▶ PASSAGE SHOWN
■ ■ ■ ■ ■ ■ ■

Re: [Cbor] Robert Wilton's No Objection on draft-ietf-cbor-7049bis-14: (with COMMENT)

"Rob Wilton (rwilton)" <> Wed, 23 September 2020 09:08 UTC

Hi Carsten,

All your comments/updates are fine with me.  Thanks for the explanation.


> -----Original Message-----
> From: iesg <> On Behalf Of Carsten Bormann
> Sent: 21 September 2020 21:16
> To: Rob Wilton (rwilton) <>
> Cc:;; The IESG
> <>; Francesca Palombini <>;
> CBOR Working Group <>
> Subject: Re: Robert Wilton's No Objection on draft-ietf-cbor-7049bis-14:
> (with COMMENT)
> Hi Rob,
> thank you for your kind words about CBOR and for mentioning the signed
> integer range issue.
> > ----------------------------------------------------------------------
> > ----------------------------------------------------------------------
> >
> > Hi,
> >
> > Thank you for your work on this document, and bringing this to full
> standard.
> > Since I'm a big fan of CBOR and try to evangelize it whenever possible
> I'm
> > please to see this happening.
> >
> > However, I have one minor annoyance with CBOR, which is the range of
> negative
> > numbers that are encoded in major type 1.  My gripe is that the encoding
> allows
> > for negative integers that are not easily representable in a simple form
> in
> > most programming languages without using something equivalent to
> BigInteger.
> Right.  The underlying observation was that unsigned integers are way more
> likely to be used in constrained environments than signed integers.  We
> didn't want to waste a significant part of the code space, so negative
> integers were designed to be non-overlapping with unsigned ones, and that
> gives us a bit more than the usual bit-stealing sign representation used
> for signed integers.  That may be less familiar than just mapping C's data
> types, but it certainly makes sense for the application.  So you can have
> a range from -256..255 that fits into a single byte (plus the initial
> byte).
> > E.g., all values below -2^63 won't fit into a int64 type, and the value
> 2^64
> > won't even fit into an uint64 that was used to represent a negative
> number
> > (obviously unless it followed the CBOR encoding semantics of being
> offset by 1)
> We don't go into good platform representations of 65-bit signed integers.
> > For a generic decoder I presume that this isn't an issue since it can
> fallback
> > to something like BigInteger.  But for other decoders handling normal
> sized
> > integer datatypes I would presume that they would effectively presumably
> regard
> > anything smaller than -2^63 as not well-formed for their specific
> problem
> > domain.
> Certainly well-formed, but not "expected" according to the set of
> application data models they can support.
> When we do an update of the CDDL spec (RFC 8610), we might spend a little
> more time on explaining why you rarely want to use the full 65-bit signed
> types but instead be more specific about what you need.  But CBOR itself
> simply happily can represent what you give it, and a bit more than you'd
> expect at first.

■ ■ ■ ■ ■ ■ ■

▶ SUPPLIED INFORMATION
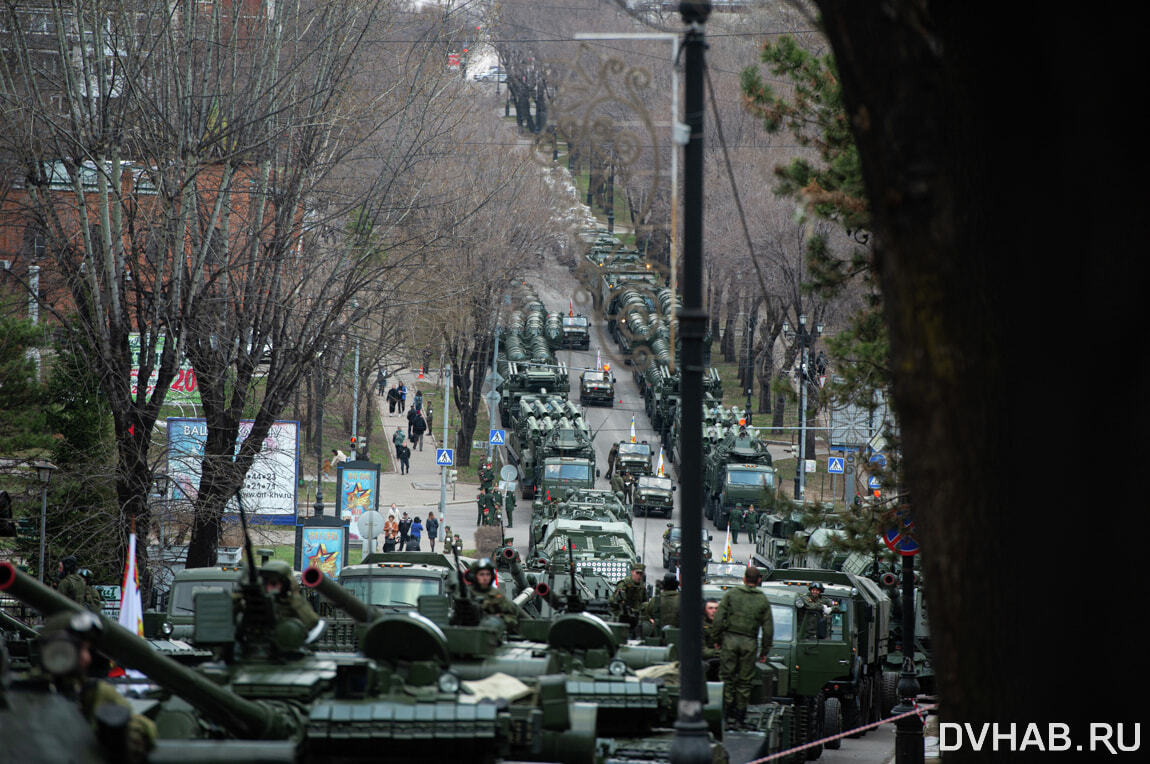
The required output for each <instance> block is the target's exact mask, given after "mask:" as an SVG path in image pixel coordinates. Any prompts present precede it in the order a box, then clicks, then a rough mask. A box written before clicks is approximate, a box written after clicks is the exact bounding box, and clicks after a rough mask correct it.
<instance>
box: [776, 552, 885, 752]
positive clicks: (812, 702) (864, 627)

■ ■ ■ ■ ■ ■ ■

▶ DIRECTIVE
Please check each statement against the CBOR email thread and answer yes or no, quoting the deciding words of the thread: (a) In CBOR, a range from -256 to 255 fits into a single byte plus the initial byte. (b) CBOR's negative integers were designed to overlap with its unsigned ones. (c) Rob Wilton disagrees with the comments and updates Carsten sent him.

▶ EXERCISE OUTPUT
(a) Yes: "a range from -256..255 that fits into a single byte"
(b) No: "designed to be non-overlapping with unsigned ones"
(c) No: "All your comments/updates are fine with me."